Information provided:
----------------------------------------
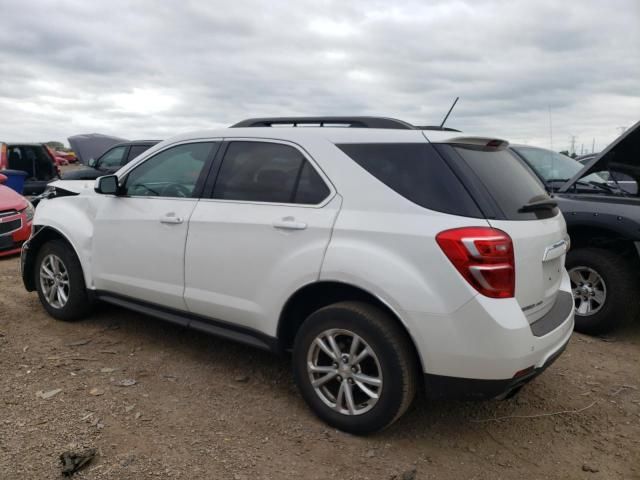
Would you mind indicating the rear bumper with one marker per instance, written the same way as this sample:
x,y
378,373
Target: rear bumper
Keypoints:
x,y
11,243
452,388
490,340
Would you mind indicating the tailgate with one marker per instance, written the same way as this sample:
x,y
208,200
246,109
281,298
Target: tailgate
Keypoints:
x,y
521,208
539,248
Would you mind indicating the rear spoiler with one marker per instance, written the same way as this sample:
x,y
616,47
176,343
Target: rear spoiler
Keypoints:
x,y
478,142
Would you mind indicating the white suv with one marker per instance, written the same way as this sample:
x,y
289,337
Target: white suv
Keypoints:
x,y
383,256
----------------------------------------
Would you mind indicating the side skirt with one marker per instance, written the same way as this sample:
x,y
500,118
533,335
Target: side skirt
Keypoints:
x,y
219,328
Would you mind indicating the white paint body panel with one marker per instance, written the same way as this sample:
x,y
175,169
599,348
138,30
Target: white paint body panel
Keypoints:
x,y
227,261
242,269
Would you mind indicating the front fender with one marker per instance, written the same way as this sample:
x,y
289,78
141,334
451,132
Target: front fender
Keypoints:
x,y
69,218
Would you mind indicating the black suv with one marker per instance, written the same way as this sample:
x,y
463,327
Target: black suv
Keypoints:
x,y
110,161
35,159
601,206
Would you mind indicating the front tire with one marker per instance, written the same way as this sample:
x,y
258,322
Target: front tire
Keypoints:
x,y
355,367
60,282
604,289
----------------------------------------
Each line of the entries above that includes "white" counts once; state how many such lines there are, with the number as the only answer.

Answer box: 4